Document:
———

What sometimes can happen is a culture or an organization can have an idea and say, “Well, these are our values,” but those values need to be translated into behaviors, standards, and metrics, i.e. what does this mean in terms of my day-to-day interactions? How does this govern how I’m going to interact with my coworkers, peers, stakeholders, customer base, and community? The clearer and the more explicit that organizations can make that as well as the willingness of organizations to allow people to engage those values and to bring in their own sensibilities, the more successful they’ll be in creating an organization that is inclusive, equitable, and one that creates a sense of belonging.
Jennifer Simpson Carr: I appreciate what you’ve said about day-to-day interactions. Oftentimes when we think about culture, we think about almost tactical things, like things that we’re going to do to show how great we are as a culture. We’re going to provide snacks in the kitchen for those who are still going into the office or those types of gestures. It’s the day-to-day interactions we have with our colleagues that truly demonstrate the culture of an organization.
What are the traits of a self-actualized leader and how can we adopt them?
The organizations that are employers of choice spend probably more time focusing on the internal dynamics than they do the external dynamics. In doing so, what does that mean? That gets into your question of developing self-actualized leaders. A self-actualized leader is one who is able to realize their full potential. They’re in the process. They’re on the journey of not only shortening the gap but making sure that there’s alignment between what they say, who they say they want to be, and how they actually show up in their environment.
It’s important for leaders to understand that in order to lead others, you have to lead yourself. That again comes back to understanding your values, your mission, your purpose, your talents, and how you can use those talents in an authentic way in order to be your best self. It means showing greater commitment to those values. It means having the ability to examine oneself and take self-inventory.
It also means having a growth mindset, which means that when you encounter new situations and new people, which we do inevitably every single day, you look at that contact point and say, “What is it that I can learn here? What is it that I can learn in the moment when I’m engaging with someone from a different background? What is it that I can learn from this different circumstance? What is it that I can learn within this container, what is there that I can use to be better, and what are the things that I may learn that I want to release in order to reach my full potential?”
That is a constant process. That means engaging in reflection, having open dialogue, and also taking time to talk to a number of different peers, not just the ones who are friends and not just the ones that we are accustomed to, but a number of different people to get that full body view of how am I showing up and what is my impact? It’s important to do that and then commit to taking action steps, because it’s not just about getting information. It is about taking actions, observing what happens in the environment, receiving feedback, reflecting on what you can do differently, and then adapting the behavior. That is the cycle that I think, for many of us, if we can do that, we can actually move forward from a place of stasis to a place of future growth and development.

———

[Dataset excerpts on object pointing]
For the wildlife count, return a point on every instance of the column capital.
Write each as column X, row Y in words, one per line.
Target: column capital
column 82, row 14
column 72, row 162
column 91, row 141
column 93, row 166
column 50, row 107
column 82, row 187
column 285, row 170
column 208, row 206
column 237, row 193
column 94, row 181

———

Goal: Reproduce the passage of the leadership interview from "Jennifer Simpson Carr: I" up to and including "we adopt them?". The rows are separate material and have no connection to the interview.

Answer to the problem:
Jennifer Simpson Carr: I appreciate what you’ve said about day-to-day interactions. Oftentimes when we think about culture, we think about almost tactical things, like things that we’re going to do to show how great we are as a culture. We’re going to provide snacks in the kitchen for those who are still going into the office or those types of gestures. It’s the day-to-day interactions we have with our colleagues that truly demonstrate the culture of an organization.
What are the traits of a self-actualized leader and how can we adopt them?